──────── DATASET CONTENT

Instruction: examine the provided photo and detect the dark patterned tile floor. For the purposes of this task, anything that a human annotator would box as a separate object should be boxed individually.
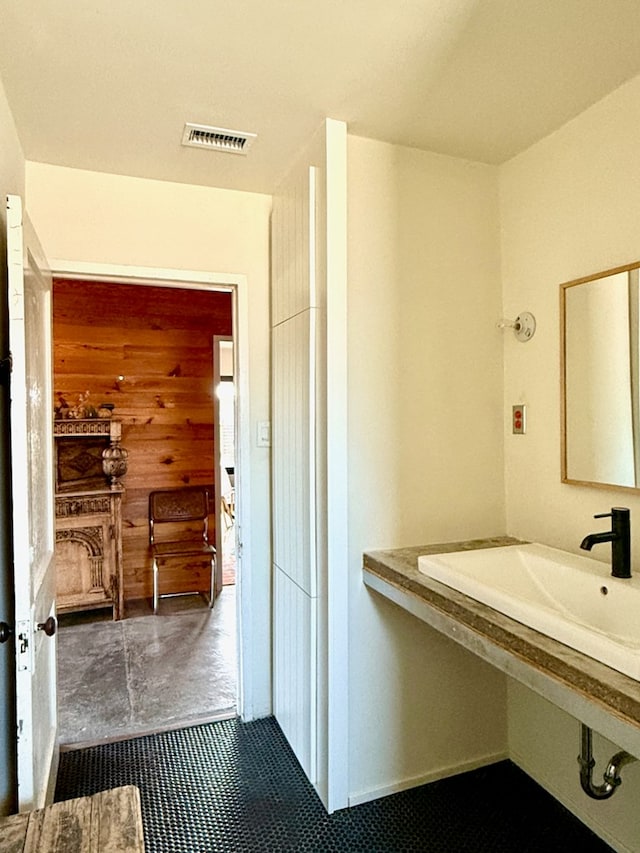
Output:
[56,718,610,853]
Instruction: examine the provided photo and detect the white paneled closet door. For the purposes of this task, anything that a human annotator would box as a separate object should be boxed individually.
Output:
[272,161,319,783]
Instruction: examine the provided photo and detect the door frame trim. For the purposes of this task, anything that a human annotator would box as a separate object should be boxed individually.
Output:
[49,258,254,720]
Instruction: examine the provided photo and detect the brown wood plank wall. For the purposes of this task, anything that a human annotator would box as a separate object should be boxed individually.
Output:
[53,279,232,601]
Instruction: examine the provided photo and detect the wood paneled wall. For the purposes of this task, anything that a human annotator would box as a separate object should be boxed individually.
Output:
[53,279,232,601]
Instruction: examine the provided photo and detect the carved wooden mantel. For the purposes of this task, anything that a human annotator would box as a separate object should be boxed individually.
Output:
[54,419,126,619]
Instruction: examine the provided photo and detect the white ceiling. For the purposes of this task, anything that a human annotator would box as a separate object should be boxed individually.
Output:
[0,0,640,193]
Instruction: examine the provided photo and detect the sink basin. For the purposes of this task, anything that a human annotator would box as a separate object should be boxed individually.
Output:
[418,543,640,680]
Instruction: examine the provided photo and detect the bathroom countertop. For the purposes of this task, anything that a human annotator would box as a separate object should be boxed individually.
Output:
[363,537,640,757]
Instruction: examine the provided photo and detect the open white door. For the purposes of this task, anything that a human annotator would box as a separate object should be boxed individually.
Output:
[7,196,58,811]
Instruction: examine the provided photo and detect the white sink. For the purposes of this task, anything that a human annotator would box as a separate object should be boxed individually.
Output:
[418,543,640,680]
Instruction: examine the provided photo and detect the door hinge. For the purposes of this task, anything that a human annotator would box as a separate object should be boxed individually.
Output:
[16,619,32,672]
[0,353,13,384]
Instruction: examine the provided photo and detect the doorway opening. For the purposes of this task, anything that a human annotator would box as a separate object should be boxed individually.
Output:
[53,275,240,748]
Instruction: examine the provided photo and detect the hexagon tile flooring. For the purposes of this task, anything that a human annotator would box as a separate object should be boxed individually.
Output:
[56,718,610,853]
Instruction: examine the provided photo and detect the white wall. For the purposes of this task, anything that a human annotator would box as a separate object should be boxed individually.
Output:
[347,136,506,802]
[500,70,640,850]
[0,71,25,815]
[27,163,271,717]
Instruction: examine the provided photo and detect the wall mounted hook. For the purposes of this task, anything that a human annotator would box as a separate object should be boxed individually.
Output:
[498,311,536,343]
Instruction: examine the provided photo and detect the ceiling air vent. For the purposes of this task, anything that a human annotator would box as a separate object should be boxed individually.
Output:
[182,122,256,154]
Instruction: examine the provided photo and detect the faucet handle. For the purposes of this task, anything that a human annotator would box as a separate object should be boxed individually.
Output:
[593,506,629,518]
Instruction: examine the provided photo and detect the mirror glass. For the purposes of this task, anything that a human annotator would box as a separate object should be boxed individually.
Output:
[560,262,640,489]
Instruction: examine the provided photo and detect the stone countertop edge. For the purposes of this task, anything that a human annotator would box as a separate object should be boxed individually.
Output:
[363,536,640,727]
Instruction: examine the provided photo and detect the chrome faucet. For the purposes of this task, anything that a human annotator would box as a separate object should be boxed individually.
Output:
[580,506,631,578]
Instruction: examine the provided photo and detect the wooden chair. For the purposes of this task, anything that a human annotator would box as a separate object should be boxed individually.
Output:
[149,486,216,613]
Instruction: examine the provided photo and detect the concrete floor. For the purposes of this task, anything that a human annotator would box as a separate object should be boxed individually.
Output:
[58,586,237,748]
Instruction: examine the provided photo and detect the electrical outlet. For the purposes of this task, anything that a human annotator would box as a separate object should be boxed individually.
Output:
[511,403,527,435]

────────────────

**TASK BRIEF**
Render the items above as a two-column CSV with the headers instruction and bounding_box, giving one row per item. Put each item's text and its answer in a quoted field with line breaks replaced by spaces, and leave the pictures out.

**ANSWER TO THE PROBLEM**
instruction,bounding_box
"Instruction: examine the provided photo and detect the dark patterned tile floor. For the purposes of this task, anything that a human annotator would box as a separate object should be boxed individually. Output:","[56,718,610,853]"
"Instruction: examine the provided photo and detect the white paneled closet door. For the purposes of this task, anything that a human annotator would box as a separate object should be boxed individually. Output:","[272,161,319,783]"
"Instruction: examine the provided photo and detect the door frame trim. For the purposes of this task, anything that a human annotator would box as a separate object should be boxed individually. Output:","[49,258,254,720]"
"Instruction: examine the provided photo and detect the brown wood plank wall. For the purposes of this task, anything that a human annotator would box as a separate object should be boxed individually. Output:","[53,279,232,601]"
"Instruction: examine the provided photo and detect the wood paneled wall. For the purposes of this task, anything that a human annotator would box as a separate object should be boxed individually. Output:","[53,279,232,601]"
"Instruction: examine the provided photo and detect the carved wooden mantel. For the purposes of this task, anything that a human annotator would box as a separate object should be boxed individually. Output:","[54,419,126,619]"
"Instruction: examine the provided photo and detect the white ceiling. For the purposes of this task, anything that a human annotator would box as a separate object should be boxed individually. Output:","[0,0,640,193]"
"Instruction: examine the provided photo and detect the sink basin. For the purposes of this task, anything that a human annotator would box as a separate object should be boxed individually. Output:","[418,543,640,680]"
"Instruction: examine the provided photo and detect the bathroom countertop. For the purposes of this task, anything that a human annotator would box as a separate object should be boxed individually. Output:","[363,537,640,757]"
"Instruction: examine the provided photo and detect the open white door. For the purposes of this task, anything that a human annotator would box as a separate object should be boxed individually. Output:","[7,196,58,811]"
"Instruction: examine the provided photo and detect the white sink. For the purposes of this task, anything that a human annotator would box as a separate object should be boxed individually. Output:","[418,543,640,680]"
"Instruction: examine the provided photo and detect the door hinge. For the purposes of this task, anything that a human annotator would box as a separate object should be boxed individually. Output:","[16,619,32,672] [0,353,13,384]"
"Instruction: examine the provided photo and detect the doorway opening. For the purposes of this task, anything that a human annotator would box as a separate object should be boxed individually. Output:","[53,275,240,748]"
"Instruction: examine the provided photo and detect the hexagon tile flooring. For the purposes of this task, anything that a human annotator would box as a separate object should be boxed individually. Output:","[56,718,610,853]"
"Instruction: examine the provided photo and detect the white wall. For the purposes of this task, anything that a human annotator would box as a separate object should be boxed individually. Output:","[347,136,506,802] [500,70,640,850] [0,71,25,815] [27,163,271,717]"
"Instruction: examine the provided photo and detect the wall mounted hook. For the purposes of this task, anything that a human annotator would box as a separate object should be boxed individually. Output:","[498,311,536,343]"
"Instruction: examine the provided photo and detect the ceiling air vent. For the purposes of this task, anything that a human annotator would box as a separate object should be boxed individually. Output:","[182,122,256,154]"
"Instruction: examine the provided photo and detect the faucet handle. For the purposes of this task, anything that a human annotator would box as a separate object should be boxed individually. Output:","[593,506,629,518]"
"Instruction: examine the provided photo and detect the mirror glass. For the purposes of this task, anything that a human annotator would box as a separate object should be boxed individually. Output:","[560,262,640,489]"
"Instruction: examine the provided photo and detect the stone countertop edge. For the purposes of this task, anything that a human annotator would box as a separate object should be boxed individually. Output:","[363,536,640,727]"
"Instruction: examine the provided photo and detect the chrome faucet. For the purposes of this task, anything that a human annotator would box as a separate object should be boxed individually. Output:","[580,506,631,578]"
"Instruction: examine the provided photo and detect the wooden chair. For the purposes of this task, anything that a human annotator would box as a separate object should be boxed individually. Output:","[149,486,216,613]"
"Instruction: examine the provided photo and detect the concrete floor. For the purposes of this task, anything that a human annotator would box as a separate object should be boxed individually. Output:","[58,586,237,748]"
"Instruction: examine the provided photo and detect the electrical outlet. For the purposes of this task, anything that a human annotator would box as a separate object should be boxed individually. Output:","[511,403,527,435]"